■ ARBEITSAUFTRAG 1 ■
Prüfen Sie anhand des Ausgangstexts, ob die Aussagen (a) bis (c) zutreffen: (a) Der Überfall der Sowjets auf Ungarn fand am 4. November statt. (b) Die Zulassung von Arbeiterkomitees wurde von Stalin verkündet. (c) Die vergangenen vierzehn Tage brachten kleine Konzessionen. Antworten Sie jeweils mit Ja oder Nein und zitieren Sie die entscheidende Stelle wörtlich.
■ ARBEITSAUFTRAG 2 ■
Wie viele Menschen zwischen Elbe und Oder nennt der Ausgangstext?

■ AUSGANGSTEXT ■

================

Von unserem Berliner M.Pf.-Korrespondenten.

Stalin ist in der Sowjetzone wieder auferstanden ! In einer Form, wie wir sie
doch nicht erwartet haben, auch nachdem am 4. November, dem Tag des
brutalen, verräterischen Überfalls der Sowjets auf Ungarn, die Hoffnungen
von siebzehn Millionen zwischen Elbe und Oder auf eine Wendung auch für
sie zusammenbrachen.

Die Zulassung von Arbeiterkomitees, von Ulbricht verkündet, hatte uns kleine
Konzessionen erwarten lassen, eine vorsichtige Innenpolitik, ein gewisses
Nachgeben, das notwendig erschien in der schwierigen Lage, in der sich die
Zonenmachthaber jetzt befinden – zwischen dem freien Westen und kämp-
fenden aufbegehrenden Ostblockstaaten. Aber die vergangenen vierzehn
Tage haben im Gegenteil die Rückkehr zum Terror zu totaler Zensur, zu Betrug
und Unterdrückung gebracht.

================

■ GESPEICHERTE DATEN ■
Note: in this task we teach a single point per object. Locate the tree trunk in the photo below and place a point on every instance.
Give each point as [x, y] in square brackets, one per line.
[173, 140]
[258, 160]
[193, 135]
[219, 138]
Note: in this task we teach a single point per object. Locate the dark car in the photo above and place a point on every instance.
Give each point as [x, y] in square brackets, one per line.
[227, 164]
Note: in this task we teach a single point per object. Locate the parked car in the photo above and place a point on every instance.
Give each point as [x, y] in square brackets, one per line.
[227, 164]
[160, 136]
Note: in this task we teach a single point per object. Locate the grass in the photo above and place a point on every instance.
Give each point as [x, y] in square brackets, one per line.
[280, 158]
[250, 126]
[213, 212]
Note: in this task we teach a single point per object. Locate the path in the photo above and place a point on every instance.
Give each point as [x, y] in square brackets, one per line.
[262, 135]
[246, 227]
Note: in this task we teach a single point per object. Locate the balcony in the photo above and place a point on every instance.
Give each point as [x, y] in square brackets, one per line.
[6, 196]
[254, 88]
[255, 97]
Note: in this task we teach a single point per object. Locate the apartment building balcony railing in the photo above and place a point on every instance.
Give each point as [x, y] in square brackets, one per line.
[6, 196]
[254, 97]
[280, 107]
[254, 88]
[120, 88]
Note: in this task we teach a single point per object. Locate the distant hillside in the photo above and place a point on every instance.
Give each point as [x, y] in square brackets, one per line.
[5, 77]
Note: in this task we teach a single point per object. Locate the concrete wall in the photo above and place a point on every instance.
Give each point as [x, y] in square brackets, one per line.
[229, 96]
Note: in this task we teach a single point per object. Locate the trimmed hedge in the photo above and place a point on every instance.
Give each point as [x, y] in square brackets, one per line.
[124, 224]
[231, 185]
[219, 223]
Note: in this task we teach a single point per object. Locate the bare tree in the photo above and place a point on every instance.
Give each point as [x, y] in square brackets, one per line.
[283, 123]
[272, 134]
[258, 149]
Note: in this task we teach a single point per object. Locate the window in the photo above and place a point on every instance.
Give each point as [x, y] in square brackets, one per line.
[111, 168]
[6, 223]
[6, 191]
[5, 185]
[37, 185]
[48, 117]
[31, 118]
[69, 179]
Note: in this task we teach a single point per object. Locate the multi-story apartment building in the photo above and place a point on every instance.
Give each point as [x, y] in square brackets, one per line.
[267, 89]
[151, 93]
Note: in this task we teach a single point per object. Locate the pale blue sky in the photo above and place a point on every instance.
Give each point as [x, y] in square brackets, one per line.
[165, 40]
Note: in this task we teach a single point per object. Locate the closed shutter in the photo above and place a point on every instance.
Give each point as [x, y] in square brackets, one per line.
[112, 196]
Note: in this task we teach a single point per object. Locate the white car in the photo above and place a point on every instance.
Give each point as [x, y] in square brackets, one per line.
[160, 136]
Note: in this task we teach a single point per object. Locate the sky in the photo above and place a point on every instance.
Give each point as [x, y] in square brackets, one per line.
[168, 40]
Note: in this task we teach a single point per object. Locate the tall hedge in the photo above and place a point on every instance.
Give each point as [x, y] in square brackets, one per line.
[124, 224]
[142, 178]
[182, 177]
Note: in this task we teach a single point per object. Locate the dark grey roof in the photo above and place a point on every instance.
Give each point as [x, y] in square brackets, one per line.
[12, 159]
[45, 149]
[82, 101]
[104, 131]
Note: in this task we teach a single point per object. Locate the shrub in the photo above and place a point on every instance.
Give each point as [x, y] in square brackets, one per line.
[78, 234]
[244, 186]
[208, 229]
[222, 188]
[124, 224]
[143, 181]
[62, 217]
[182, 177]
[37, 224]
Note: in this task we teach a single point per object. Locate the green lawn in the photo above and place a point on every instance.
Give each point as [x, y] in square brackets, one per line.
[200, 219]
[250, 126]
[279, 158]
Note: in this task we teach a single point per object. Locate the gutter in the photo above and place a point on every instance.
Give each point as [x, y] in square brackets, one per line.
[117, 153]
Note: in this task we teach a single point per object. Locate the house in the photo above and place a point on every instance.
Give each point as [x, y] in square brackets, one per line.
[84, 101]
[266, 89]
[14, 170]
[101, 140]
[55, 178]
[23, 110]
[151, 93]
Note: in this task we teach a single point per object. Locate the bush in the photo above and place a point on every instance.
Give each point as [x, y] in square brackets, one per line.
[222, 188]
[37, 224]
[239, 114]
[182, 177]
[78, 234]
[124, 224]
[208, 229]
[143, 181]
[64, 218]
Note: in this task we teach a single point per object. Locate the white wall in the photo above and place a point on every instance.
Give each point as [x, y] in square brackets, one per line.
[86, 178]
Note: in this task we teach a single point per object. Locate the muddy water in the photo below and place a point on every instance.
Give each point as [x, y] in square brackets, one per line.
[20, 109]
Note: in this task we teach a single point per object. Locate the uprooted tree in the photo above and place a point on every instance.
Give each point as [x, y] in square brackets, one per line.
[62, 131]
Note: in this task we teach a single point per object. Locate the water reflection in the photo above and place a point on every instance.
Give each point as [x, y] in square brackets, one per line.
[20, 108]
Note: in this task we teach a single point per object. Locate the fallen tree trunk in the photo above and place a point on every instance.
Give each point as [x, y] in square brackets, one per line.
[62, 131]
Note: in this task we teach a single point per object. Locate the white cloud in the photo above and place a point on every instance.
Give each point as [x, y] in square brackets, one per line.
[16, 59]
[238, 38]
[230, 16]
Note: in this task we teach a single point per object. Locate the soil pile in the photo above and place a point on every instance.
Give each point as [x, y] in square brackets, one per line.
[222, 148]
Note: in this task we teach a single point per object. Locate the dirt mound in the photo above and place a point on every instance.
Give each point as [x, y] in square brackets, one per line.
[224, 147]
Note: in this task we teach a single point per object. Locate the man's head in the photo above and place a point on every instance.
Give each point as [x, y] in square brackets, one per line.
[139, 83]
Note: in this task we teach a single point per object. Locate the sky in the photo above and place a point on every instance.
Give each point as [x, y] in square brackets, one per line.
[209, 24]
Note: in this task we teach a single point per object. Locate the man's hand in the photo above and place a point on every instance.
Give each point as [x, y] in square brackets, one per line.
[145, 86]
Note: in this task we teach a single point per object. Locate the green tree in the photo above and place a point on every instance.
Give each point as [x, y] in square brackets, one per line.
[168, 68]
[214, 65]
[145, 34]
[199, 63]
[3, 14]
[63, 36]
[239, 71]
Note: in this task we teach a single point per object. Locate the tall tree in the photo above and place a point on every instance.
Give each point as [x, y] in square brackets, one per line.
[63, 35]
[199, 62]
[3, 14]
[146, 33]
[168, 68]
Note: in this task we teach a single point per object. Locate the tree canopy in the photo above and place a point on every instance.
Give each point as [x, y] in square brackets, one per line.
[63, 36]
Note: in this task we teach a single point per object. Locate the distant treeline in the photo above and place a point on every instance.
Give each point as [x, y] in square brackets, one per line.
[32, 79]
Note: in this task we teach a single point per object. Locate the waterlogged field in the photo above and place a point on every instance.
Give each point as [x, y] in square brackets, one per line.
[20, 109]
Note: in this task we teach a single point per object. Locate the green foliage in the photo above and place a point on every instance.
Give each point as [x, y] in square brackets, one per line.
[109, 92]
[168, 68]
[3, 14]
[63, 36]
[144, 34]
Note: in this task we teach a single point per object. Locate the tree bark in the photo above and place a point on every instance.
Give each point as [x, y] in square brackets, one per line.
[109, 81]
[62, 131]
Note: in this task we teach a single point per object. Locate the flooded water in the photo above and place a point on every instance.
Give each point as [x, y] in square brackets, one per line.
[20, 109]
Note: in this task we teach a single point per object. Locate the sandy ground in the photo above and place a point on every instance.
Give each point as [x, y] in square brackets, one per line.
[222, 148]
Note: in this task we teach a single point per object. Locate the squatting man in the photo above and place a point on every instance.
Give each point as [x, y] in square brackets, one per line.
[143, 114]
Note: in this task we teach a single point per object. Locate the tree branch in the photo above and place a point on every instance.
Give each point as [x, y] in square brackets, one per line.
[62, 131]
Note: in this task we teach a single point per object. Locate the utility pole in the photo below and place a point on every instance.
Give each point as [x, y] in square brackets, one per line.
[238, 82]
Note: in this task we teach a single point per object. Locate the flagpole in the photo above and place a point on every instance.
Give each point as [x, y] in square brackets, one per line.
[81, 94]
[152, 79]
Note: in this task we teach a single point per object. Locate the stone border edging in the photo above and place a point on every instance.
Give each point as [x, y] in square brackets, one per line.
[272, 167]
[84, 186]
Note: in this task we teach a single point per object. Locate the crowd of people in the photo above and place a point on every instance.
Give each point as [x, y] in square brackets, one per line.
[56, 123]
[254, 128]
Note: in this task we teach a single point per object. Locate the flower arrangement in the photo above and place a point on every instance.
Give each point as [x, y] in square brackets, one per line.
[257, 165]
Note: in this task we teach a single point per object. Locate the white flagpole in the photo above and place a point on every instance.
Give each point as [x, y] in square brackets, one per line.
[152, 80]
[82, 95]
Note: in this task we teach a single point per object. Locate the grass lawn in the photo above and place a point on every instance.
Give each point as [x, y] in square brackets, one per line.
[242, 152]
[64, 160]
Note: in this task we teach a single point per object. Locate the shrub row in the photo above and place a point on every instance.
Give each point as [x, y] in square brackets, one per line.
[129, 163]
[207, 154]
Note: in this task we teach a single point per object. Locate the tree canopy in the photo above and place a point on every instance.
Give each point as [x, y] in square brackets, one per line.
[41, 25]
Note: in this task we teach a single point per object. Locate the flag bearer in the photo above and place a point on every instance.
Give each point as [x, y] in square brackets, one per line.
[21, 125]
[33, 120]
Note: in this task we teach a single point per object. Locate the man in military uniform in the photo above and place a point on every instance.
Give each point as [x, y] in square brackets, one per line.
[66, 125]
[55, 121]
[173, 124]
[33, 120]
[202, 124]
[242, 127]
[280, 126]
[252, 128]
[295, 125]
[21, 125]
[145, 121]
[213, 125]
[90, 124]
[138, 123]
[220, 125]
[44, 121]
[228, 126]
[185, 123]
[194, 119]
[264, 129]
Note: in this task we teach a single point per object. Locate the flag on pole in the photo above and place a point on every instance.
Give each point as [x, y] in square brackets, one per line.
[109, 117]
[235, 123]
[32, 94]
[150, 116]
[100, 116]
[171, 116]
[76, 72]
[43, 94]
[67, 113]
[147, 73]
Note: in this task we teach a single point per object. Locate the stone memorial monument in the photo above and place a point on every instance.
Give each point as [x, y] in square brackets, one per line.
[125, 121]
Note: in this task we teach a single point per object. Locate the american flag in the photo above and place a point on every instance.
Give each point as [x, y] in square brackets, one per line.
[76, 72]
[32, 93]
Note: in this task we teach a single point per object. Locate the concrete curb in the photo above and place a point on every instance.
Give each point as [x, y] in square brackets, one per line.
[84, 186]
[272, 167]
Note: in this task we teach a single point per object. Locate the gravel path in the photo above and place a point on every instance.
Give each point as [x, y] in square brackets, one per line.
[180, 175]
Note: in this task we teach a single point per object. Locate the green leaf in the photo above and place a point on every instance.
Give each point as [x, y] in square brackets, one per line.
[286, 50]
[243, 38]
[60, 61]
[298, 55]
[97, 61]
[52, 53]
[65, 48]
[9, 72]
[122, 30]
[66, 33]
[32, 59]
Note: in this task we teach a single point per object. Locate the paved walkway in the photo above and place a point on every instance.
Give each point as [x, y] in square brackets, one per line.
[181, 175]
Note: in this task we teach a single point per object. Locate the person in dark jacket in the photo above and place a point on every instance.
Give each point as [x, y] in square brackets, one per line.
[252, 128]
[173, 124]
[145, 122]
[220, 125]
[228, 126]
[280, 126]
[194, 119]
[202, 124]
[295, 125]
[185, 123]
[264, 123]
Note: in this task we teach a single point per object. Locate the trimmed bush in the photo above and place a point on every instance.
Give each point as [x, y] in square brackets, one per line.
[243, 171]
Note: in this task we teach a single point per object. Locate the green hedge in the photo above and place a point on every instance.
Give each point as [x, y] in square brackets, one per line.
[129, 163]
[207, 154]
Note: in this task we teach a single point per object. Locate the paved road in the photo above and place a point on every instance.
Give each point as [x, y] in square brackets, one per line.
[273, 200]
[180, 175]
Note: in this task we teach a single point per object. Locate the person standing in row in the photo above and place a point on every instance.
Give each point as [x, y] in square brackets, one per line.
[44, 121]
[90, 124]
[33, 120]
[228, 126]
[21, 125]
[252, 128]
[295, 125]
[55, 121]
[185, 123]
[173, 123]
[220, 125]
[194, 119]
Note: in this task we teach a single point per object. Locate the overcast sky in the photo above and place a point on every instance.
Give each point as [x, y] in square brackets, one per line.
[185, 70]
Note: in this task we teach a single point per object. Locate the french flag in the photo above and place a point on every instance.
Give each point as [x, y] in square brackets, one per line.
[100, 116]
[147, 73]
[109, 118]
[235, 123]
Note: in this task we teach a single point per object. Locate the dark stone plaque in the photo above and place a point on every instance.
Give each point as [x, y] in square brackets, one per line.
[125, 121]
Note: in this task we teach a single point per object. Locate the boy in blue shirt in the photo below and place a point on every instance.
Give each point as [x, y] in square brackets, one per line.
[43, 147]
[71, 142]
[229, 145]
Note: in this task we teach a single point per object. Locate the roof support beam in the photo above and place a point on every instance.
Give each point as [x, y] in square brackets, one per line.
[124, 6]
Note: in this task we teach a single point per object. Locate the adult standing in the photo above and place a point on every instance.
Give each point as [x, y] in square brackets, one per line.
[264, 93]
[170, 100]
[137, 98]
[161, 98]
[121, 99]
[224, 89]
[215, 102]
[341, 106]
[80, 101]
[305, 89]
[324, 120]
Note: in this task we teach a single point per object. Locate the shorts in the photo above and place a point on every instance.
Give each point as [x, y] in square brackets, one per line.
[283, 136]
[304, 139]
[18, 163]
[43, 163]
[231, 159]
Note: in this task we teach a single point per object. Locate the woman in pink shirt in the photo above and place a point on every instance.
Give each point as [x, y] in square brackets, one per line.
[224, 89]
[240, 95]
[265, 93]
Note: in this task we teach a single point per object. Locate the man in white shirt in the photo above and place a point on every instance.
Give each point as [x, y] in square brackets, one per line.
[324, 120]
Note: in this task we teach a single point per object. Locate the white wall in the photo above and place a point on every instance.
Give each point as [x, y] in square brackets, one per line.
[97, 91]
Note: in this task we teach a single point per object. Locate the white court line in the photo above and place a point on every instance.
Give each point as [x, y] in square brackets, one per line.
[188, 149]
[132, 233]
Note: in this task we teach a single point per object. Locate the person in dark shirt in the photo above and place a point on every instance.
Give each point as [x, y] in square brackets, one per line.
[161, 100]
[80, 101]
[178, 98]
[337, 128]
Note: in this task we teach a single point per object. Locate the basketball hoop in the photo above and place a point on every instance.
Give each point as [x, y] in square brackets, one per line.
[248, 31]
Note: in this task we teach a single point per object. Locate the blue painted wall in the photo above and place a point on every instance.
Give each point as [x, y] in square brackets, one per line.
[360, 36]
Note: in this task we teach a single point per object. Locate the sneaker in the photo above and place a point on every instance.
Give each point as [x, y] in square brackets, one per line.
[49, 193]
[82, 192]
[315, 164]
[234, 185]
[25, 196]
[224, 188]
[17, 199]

================

■ ÜBUNGSERGEBNIS 1 ■
(a) Ja: „am 4. November, dem Tag des brutalen, verräterischen Überfalls der Sowjets auf Ungarn“
(b) Nein: „Die Zulassung von Arbeiterkomitees, von Ulbricht verkündet“
(c) Nein: „Aber die vergangenen vierzehn Tage haben im Gegenteil die Rückkehr zum Terror zu totaler Zensur, zu Betrug und Unterdrückung gebracht.“

■ ÜBUNGSERGEBNIS 2 ■
Siebzehn Millionen.